The records:
● ● ● ●
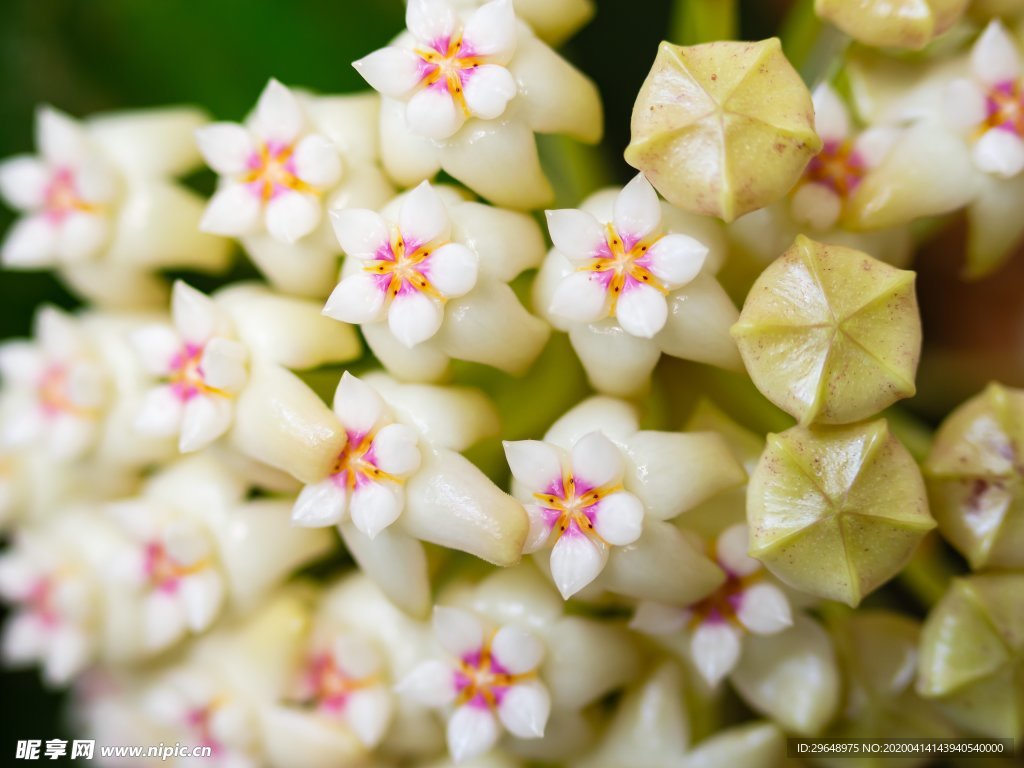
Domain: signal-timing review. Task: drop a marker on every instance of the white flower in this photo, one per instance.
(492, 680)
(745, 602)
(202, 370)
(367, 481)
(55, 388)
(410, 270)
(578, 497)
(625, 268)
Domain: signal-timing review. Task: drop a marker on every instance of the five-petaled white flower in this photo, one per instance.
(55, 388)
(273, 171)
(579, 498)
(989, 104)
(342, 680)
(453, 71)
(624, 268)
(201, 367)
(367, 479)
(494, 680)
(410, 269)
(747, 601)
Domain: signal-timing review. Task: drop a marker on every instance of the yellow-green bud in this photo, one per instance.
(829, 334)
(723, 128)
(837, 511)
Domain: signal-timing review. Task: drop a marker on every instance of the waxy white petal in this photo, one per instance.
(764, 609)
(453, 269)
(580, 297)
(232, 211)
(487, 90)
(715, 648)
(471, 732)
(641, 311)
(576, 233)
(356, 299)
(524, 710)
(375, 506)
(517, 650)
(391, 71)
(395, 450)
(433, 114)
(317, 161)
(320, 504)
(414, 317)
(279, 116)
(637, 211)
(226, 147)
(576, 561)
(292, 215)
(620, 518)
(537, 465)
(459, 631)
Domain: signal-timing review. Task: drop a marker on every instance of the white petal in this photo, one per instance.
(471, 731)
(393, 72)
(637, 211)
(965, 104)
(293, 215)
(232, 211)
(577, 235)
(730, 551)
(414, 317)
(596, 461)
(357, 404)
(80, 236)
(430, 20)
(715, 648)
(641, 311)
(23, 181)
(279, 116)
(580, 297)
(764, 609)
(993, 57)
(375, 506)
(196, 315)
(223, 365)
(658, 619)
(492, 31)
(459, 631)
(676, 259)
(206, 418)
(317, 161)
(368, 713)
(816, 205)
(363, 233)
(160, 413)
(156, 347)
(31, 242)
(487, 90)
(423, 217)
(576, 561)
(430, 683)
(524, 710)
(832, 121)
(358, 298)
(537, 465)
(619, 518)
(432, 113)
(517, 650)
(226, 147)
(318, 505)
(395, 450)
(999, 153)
● ● ● ●
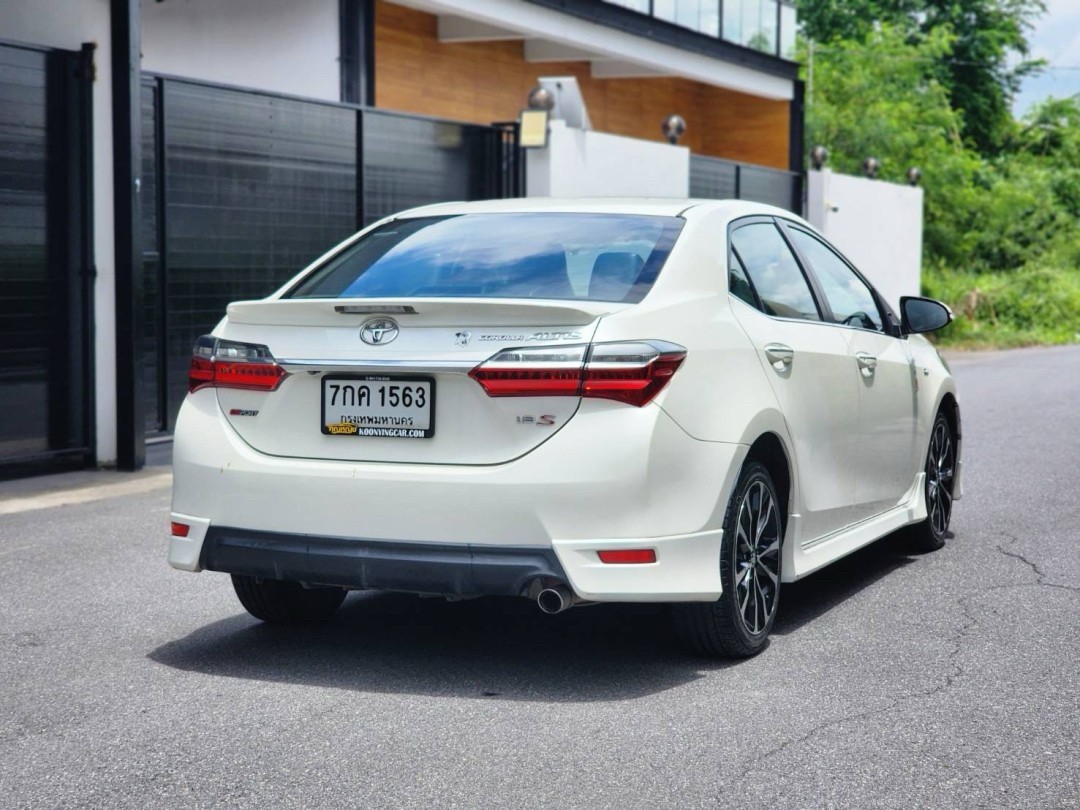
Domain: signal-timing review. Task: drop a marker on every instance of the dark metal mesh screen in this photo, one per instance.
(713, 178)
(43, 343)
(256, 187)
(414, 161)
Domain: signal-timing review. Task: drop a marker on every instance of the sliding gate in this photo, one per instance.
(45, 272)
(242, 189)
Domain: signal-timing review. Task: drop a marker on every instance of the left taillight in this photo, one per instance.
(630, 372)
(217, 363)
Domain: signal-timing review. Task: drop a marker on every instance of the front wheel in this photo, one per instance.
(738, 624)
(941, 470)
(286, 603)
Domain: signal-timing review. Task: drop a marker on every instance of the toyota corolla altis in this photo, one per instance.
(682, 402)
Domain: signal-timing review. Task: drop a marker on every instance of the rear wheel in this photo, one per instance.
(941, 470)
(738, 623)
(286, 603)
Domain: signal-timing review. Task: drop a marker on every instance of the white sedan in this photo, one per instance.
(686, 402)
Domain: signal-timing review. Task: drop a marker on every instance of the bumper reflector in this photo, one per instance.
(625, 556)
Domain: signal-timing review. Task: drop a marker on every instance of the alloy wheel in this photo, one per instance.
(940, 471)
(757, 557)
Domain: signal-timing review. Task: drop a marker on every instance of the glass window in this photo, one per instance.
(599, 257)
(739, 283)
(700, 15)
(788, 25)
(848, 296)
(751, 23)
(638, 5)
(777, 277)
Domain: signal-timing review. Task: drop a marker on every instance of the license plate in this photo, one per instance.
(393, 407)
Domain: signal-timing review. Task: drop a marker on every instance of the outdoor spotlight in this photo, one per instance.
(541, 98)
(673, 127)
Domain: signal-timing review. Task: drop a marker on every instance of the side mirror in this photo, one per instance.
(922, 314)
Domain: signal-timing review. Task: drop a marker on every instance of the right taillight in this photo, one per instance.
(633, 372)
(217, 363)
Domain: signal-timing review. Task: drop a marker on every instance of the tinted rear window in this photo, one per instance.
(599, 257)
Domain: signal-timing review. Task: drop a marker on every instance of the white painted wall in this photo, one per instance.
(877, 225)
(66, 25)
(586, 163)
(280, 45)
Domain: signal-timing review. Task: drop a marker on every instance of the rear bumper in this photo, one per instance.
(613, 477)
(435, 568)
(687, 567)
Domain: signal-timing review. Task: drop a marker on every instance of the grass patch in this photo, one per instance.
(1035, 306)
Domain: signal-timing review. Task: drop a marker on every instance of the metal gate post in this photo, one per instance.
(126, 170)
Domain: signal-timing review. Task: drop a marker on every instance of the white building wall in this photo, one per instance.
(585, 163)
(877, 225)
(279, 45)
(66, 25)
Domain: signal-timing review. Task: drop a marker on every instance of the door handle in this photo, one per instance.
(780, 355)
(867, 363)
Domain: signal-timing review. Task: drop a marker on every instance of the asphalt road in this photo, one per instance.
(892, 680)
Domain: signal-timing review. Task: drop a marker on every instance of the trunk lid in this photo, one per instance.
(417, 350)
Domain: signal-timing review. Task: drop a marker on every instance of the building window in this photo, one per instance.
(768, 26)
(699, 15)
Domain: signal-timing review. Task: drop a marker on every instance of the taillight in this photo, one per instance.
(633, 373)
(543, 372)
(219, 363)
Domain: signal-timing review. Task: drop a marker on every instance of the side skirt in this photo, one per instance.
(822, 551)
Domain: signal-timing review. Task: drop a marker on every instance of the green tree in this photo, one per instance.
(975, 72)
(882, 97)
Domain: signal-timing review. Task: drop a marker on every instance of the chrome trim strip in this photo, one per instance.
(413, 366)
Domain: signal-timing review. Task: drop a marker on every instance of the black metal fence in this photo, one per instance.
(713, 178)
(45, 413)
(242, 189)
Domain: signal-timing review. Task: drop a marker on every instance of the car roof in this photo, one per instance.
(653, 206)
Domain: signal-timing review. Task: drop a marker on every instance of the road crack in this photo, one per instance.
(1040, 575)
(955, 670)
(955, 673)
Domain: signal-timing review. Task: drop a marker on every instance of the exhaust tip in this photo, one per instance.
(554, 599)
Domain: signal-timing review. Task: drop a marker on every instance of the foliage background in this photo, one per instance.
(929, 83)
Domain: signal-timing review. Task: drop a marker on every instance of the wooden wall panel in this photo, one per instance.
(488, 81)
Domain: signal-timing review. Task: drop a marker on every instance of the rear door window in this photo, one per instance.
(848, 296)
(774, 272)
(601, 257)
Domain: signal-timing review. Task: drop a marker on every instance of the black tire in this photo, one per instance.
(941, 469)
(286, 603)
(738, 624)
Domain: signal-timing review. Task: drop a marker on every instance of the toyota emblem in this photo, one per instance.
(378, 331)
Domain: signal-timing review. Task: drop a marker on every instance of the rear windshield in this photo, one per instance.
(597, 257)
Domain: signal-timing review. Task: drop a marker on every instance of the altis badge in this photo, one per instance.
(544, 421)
● ● ● ●
Task requirements:
Pull out each line above that contains the string "altis", and treat uppercase and lowercase as different.

The solution:
Domain: signal-timing review. Task: drop a marker on every instance of the toyota corolla altis in this photo, one per instance.
Domain: signal-timing review. Task: drop a marker on every instance of the altis badge in this photo, one per instance.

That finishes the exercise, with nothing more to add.